— Requirement A —
Reproduce the passage of the blog post about motherhood word for word, starting with "Saturday, April 18, 2009" and going on through "hard that was.".
— Requirement B —
Take the blog post about motherhood further, picking up after its final sentence.

Saturday, April 18, 2009

This will get easier, right?

Things with Jon are getting better. My last post was months ago, and reading back over it I can see what a bad place I was in at the time. But even though things are not as hard now as they were then, the memory of that time is still very fresh. I haven't reached the "that was really not as bad as it seemed" point yet. I still feel like it was a very big deal, and it still has me unsure about whether I want to have a second child in the future. Maybe one day I'll forget how hard that was.

Unfortunately, I still don't feel like I was meant to be a mother. Or maybe just not at this time, I don't know. I love Jonathan with all my heart, but I can't help feeling overwhelmed sometimes. Fortunately, those overwhelming feelings don't come along as often as they used to. I think a lot of that has to do with me being back at work, and not spending 24 hours a day with him. At the same time, I hate sending him to daycare. They treat him well there, though, and he seems happy there. Poor guy has been sick the past couple of weeks. Not really sick, I guess, it's more just allergies. The pollen has been really bad lately, so bad that even I am feeling crappy. I don't remember it ever affecting me this badly. Today I feel like someone punched me in the nose.

— Material —
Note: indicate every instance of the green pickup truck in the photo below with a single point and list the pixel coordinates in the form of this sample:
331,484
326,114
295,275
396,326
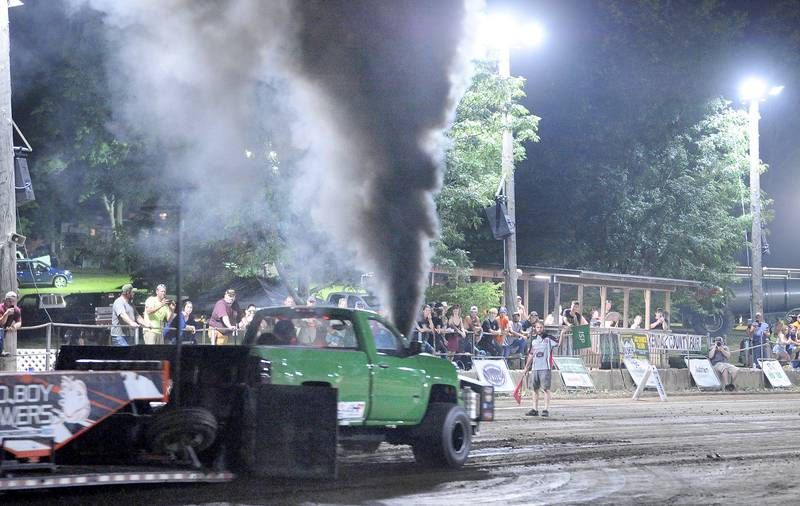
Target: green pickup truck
387,390
304,382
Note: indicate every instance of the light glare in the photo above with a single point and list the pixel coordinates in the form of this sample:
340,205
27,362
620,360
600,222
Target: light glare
753,89
503,31
775,90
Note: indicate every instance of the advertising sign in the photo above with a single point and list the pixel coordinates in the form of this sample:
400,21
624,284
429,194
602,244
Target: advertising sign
580,337
664,341
494,371
637,367
635,346
703,374
60,406
774,373
573,373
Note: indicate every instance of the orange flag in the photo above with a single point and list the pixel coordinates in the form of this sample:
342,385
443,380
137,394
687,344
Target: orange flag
518,390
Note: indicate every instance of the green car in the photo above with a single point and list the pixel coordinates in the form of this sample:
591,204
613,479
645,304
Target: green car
387,390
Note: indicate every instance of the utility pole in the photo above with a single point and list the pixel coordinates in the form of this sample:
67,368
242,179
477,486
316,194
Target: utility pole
756,273
8,205
507,168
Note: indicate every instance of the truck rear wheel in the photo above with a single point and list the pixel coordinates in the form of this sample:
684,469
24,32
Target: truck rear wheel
444,437
173,429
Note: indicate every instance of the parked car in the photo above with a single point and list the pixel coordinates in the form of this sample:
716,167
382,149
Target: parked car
32,272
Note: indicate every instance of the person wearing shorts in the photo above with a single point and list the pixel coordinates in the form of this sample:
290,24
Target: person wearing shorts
538,365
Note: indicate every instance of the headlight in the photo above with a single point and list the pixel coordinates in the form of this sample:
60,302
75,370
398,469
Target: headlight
265,371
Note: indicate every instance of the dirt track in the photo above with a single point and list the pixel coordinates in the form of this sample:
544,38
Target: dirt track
701,449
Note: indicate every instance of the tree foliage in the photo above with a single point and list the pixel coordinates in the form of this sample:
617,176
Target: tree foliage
473,161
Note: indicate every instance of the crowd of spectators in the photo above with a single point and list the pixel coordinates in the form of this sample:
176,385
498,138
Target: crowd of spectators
443,330
780,341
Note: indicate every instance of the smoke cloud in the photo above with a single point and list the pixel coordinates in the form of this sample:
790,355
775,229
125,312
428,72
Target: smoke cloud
363,89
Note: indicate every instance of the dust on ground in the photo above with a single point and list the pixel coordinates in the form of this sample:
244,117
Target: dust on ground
692,449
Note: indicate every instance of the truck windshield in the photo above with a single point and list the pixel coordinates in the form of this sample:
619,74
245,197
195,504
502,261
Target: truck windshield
313,331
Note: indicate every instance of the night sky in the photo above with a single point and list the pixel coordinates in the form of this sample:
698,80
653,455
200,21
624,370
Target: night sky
766,47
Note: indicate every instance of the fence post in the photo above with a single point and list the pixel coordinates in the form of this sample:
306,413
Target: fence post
47,346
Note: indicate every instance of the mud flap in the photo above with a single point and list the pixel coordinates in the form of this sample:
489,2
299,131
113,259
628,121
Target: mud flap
296,430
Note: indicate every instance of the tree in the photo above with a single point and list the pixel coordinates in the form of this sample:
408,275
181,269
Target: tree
65,107
640,172
473,161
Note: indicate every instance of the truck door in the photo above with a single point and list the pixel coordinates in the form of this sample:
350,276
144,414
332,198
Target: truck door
397,385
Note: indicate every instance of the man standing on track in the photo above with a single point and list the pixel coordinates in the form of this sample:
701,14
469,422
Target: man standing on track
538,364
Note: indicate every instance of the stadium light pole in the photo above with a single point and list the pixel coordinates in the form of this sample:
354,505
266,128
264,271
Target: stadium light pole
503,33
754,91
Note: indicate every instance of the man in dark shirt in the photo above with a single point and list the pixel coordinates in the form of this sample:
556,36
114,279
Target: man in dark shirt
572,315
491,329
10,319
718,355
439,327
224,318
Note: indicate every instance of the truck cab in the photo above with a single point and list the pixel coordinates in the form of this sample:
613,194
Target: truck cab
387,390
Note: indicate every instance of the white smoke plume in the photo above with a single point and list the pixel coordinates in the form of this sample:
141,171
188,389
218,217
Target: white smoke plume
365,89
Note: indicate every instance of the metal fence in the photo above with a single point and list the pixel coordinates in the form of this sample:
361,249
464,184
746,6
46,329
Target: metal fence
35,347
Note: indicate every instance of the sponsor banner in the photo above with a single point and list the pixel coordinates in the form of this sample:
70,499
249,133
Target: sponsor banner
634,346
580,337
62,405
351,411
703,374
637,367
664,341
775,374
494,371
573,372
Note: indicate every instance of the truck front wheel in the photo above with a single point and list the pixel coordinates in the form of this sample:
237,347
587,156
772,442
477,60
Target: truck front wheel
172,429
444,437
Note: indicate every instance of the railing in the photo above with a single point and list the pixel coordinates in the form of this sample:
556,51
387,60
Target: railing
609,345
33,348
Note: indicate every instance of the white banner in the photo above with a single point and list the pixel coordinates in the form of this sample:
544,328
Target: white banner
774,373
637,368
703,374
663,341
494,371
573,372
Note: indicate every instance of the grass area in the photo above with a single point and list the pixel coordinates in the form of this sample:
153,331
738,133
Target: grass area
86,282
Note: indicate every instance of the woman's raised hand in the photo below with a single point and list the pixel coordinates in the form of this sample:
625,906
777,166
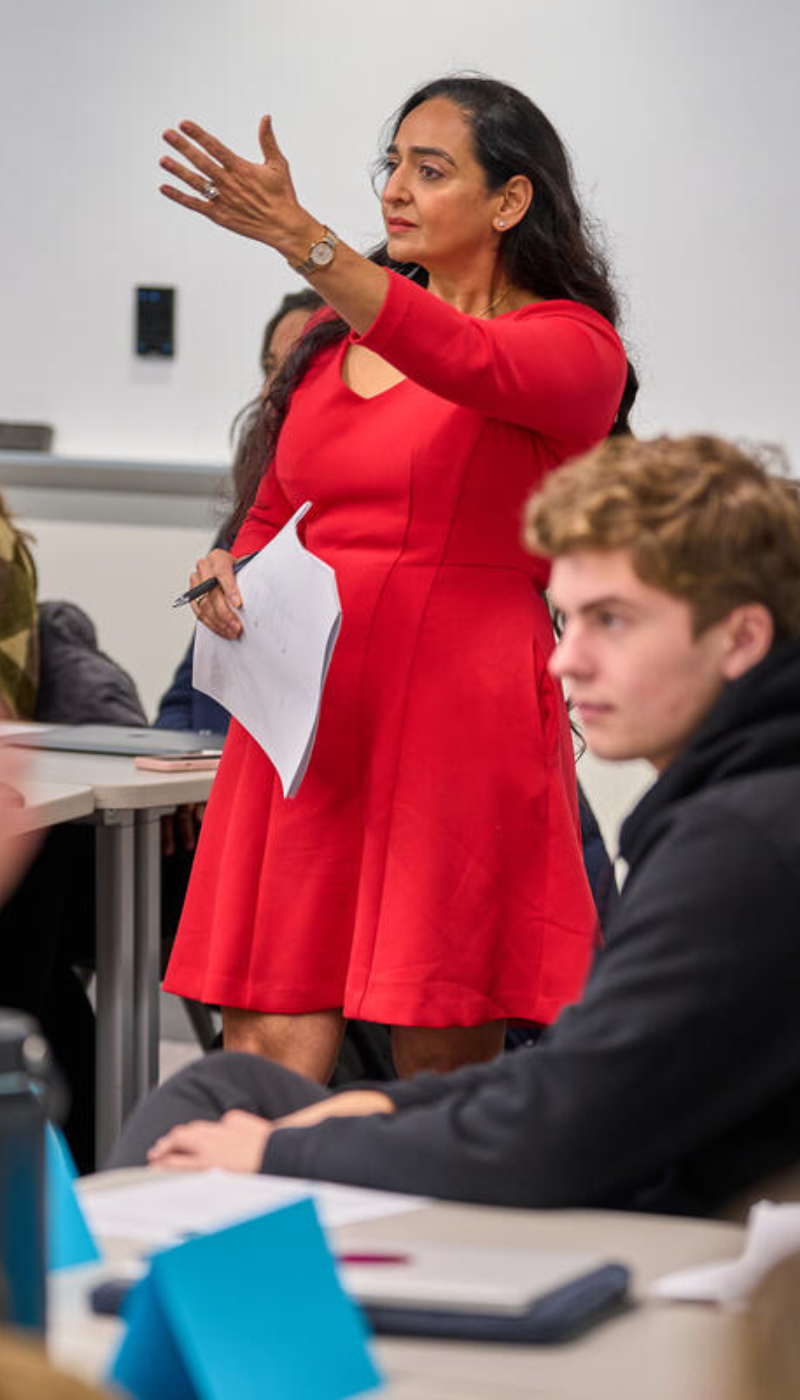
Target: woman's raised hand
255,200
217,608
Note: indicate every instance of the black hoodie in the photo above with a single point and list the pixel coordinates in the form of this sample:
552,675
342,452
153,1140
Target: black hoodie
676,1081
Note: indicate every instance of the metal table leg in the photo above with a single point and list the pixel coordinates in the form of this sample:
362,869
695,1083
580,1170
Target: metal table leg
114,906
147,949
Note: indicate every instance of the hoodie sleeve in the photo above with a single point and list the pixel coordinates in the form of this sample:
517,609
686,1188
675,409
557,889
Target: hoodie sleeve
632,1081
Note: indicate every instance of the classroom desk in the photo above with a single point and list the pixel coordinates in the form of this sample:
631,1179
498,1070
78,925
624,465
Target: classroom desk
657,1351
128,807
46,804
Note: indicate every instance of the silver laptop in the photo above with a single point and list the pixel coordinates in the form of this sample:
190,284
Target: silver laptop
116,738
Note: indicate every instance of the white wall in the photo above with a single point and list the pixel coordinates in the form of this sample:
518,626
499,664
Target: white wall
683,116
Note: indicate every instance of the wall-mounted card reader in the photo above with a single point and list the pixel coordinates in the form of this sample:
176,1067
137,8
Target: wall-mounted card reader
156,321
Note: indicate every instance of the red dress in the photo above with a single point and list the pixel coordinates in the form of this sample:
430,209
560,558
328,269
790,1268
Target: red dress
429,870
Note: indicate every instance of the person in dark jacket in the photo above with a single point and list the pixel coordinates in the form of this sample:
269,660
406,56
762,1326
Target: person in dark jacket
676,1082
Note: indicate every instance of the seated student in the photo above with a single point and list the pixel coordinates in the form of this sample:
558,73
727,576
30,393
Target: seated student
676,1081
18,629
181,706
52,669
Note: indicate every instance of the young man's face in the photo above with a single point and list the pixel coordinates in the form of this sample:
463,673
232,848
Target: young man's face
639,679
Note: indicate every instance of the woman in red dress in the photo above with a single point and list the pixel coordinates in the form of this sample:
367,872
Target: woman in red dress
428,874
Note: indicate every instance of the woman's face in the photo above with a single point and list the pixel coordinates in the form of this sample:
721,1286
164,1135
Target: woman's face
436,206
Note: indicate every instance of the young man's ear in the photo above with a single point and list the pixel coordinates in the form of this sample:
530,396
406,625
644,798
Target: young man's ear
750,633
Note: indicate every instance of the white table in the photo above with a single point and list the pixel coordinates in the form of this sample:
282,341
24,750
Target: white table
657,1351
46,804
128,804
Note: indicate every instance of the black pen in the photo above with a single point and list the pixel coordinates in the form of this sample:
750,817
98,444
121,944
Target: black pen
201,590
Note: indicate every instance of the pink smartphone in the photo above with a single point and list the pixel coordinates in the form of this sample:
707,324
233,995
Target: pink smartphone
177,762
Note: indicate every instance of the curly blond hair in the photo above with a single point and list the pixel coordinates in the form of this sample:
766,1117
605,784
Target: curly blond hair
702,518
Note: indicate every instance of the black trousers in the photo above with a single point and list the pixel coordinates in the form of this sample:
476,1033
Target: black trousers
208,1088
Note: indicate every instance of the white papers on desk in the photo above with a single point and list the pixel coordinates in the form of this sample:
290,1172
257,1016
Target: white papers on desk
271,678
772,1234
164,1210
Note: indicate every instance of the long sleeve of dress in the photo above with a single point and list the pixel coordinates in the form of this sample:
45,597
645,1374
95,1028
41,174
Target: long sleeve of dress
266,515
555,367
643,1073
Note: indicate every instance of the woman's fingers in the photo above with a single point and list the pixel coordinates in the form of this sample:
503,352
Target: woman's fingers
191,178
220,153
216,609
269,147
196,157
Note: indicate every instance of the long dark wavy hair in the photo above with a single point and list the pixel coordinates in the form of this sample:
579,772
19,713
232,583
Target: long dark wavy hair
551,252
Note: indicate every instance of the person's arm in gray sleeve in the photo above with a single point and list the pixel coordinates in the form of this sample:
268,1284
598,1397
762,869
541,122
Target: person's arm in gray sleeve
636,1077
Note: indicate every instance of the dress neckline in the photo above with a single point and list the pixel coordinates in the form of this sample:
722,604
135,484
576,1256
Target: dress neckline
363,398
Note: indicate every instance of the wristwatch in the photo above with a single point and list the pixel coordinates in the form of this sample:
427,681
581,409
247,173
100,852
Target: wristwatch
321,254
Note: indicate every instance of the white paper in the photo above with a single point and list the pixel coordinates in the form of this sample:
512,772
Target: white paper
164,1210
272,676
772,1234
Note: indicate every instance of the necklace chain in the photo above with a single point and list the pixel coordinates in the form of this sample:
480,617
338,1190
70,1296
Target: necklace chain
496,303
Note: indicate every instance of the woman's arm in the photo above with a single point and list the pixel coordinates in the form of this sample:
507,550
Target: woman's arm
258,200
556,368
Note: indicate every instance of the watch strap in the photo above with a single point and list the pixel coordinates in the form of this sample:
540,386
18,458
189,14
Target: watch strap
310,262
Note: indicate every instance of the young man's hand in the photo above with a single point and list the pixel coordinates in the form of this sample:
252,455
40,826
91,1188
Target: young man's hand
237,1143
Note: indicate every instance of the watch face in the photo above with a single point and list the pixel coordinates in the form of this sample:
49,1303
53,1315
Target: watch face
321,254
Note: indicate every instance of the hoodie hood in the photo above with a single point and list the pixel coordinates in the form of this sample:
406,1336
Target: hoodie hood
754,727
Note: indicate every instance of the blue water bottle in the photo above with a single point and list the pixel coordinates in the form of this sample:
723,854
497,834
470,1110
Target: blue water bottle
25,1081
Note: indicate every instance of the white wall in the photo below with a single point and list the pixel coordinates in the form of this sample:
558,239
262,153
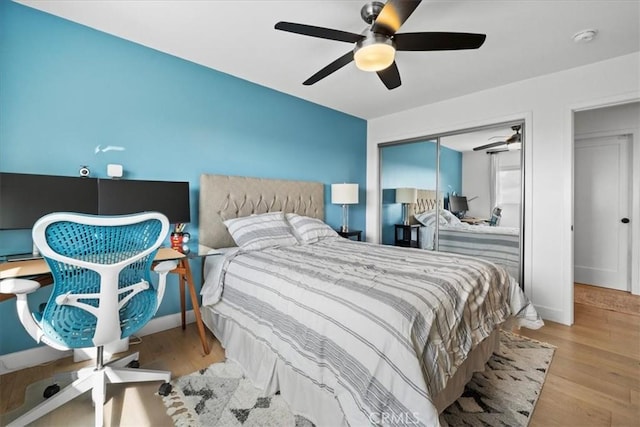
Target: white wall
476,183
546,104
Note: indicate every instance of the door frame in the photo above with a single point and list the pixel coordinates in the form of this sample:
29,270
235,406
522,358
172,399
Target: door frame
568,190
628,133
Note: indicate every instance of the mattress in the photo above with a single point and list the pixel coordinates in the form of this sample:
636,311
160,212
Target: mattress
377,330
500,245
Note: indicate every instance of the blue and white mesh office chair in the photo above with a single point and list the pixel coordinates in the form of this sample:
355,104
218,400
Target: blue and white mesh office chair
102,292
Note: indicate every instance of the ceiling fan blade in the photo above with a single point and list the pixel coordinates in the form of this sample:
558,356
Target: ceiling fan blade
393,15
320,32
331,68
491,145
438,41
390,76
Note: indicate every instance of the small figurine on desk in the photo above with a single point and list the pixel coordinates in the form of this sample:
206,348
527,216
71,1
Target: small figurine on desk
180,238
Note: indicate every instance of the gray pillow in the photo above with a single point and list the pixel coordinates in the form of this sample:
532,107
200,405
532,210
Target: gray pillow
261,231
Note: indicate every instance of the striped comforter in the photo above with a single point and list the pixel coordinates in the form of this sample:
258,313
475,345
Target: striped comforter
380,327
500,245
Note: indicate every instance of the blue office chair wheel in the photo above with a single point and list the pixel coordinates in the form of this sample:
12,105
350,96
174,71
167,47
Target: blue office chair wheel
165,389
50,391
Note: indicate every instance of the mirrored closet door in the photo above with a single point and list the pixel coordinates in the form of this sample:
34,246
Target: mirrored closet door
460,192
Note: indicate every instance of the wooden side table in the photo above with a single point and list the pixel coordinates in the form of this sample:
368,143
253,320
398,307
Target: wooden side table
183,270
351,233
404,235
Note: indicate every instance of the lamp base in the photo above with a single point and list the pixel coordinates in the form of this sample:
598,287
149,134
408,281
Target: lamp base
345,218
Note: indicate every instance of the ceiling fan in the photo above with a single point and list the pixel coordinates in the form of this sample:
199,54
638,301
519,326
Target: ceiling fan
376,46
515,138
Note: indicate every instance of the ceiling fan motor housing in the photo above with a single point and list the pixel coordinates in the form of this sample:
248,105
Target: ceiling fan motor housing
370,11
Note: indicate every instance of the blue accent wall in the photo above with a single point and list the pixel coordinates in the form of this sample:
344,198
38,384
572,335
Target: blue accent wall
414,165
66,88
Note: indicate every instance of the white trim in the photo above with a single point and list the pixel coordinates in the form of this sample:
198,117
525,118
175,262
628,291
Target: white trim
566,239
43,354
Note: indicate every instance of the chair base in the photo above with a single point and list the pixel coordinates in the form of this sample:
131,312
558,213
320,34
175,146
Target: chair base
96,380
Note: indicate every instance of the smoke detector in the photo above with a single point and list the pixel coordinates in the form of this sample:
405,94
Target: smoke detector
585,36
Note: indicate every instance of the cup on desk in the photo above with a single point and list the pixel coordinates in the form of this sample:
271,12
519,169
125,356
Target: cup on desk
179,242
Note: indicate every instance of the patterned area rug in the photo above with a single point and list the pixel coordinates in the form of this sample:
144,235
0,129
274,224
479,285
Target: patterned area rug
503,395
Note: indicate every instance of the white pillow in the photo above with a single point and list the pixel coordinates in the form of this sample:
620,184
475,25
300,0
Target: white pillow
450,218
429,218
261,231
310,230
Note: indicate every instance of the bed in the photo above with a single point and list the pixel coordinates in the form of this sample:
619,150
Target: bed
500,245
350,333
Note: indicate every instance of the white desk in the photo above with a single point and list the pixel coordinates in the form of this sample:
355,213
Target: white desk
38,270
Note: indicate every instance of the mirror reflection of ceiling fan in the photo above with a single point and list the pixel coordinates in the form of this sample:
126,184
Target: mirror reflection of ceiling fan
509,143
374,49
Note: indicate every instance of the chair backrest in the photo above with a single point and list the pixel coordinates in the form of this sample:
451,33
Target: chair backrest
101,270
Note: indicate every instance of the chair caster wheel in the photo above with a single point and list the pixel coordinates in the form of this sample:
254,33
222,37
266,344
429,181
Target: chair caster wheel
165,389
50,391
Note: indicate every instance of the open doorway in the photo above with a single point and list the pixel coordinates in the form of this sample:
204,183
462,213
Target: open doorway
606,189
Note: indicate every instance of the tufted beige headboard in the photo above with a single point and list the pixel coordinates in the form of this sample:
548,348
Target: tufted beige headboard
225,196
426,202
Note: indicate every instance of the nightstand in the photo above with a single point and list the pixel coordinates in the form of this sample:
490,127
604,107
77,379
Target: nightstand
351,233
405,235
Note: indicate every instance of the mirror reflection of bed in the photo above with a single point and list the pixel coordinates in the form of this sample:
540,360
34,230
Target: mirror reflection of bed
480,193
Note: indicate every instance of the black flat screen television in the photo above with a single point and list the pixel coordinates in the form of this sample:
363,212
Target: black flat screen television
458,204
116,197
24,198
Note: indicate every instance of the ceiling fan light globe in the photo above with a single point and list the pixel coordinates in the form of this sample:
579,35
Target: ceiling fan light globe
374,53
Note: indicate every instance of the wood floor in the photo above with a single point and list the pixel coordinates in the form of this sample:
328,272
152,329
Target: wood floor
594,378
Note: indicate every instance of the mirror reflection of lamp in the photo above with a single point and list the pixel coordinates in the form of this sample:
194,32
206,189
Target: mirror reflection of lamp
345,195
406,196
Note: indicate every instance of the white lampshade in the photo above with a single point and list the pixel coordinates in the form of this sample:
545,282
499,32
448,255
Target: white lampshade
344,194
374,53
406,195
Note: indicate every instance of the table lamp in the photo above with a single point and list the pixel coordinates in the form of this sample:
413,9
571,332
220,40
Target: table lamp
406,196
345,195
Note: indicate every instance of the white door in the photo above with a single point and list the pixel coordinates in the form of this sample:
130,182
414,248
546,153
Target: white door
601,205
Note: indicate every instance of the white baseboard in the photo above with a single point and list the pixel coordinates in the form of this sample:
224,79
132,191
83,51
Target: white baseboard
553,314
44,354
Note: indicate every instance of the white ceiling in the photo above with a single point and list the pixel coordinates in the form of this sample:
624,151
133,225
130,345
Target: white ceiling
524,39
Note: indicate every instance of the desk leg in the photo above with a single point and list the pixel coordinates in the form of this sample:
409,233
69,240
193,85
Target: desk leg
183,305
196,306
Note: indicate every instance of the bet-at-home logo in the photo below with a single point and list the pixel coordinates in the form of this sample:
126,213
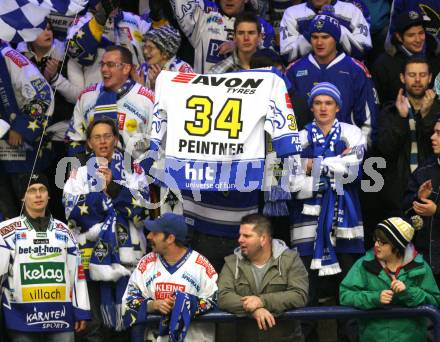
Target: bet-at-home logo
42,273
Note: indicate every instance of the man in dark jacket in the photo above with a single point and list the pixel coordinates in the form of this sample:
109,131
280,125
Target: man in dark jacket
410,40
403,133
423,199
261,279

— Written response A —
Saturday, April 18, 2009

This will get easier, right?

Things with Jon are getting better. My last post was months ago, and reading back over it I can see what a bad place I was in at the time. But even though things are not as hard now as they were then, the memory of that time is still very fresh. I haven't reached the "that was really not as bad as it seemed" point yet. I still feel like it was a very big deal, and it still has me unsure about whether I want to have a second child in the future. Maybe one day I'll forget how hard that was.

— Written response B —
Jon had his 4 month appointment yesterday, and the doctor said he looks great. He's 15 lbs, 14 oz, and he's 24 inches long. He got his shots too, and he did pretty well with them actually. Tonight, though, after I gave him a bath he puked all over his crib. I took his temperature-- 100.5. I'm thinking he might have thrown up from swallowing so much snot, and/or the fever could be from the shots yesterday. So I gave him some tylenol and I plan to monitor his temperature. I'm not going to freak out and call the doctor yet unless things get worse. He's sleeping right now. I feel so bad for him, but he really seems okay.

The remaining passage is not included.